[Stated goal] Print all entries word for word.

[Dataset content]
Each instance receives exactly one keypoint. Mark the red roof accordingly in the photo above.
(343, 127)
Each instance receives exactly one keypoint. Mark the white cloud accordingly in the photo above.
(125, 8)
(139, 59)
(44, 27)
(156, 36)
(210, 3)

[Solution for this task]
Each instance receives exactly one keypoint. Mark the red roof accordingly in the photo above.
(343, 127)
Each instance receives exactly one keypoint. Mark the white cloud accordingly in the photo above.
(125, 8)
(139, 59)
(44, 27)
(156, 36)
(210, 3)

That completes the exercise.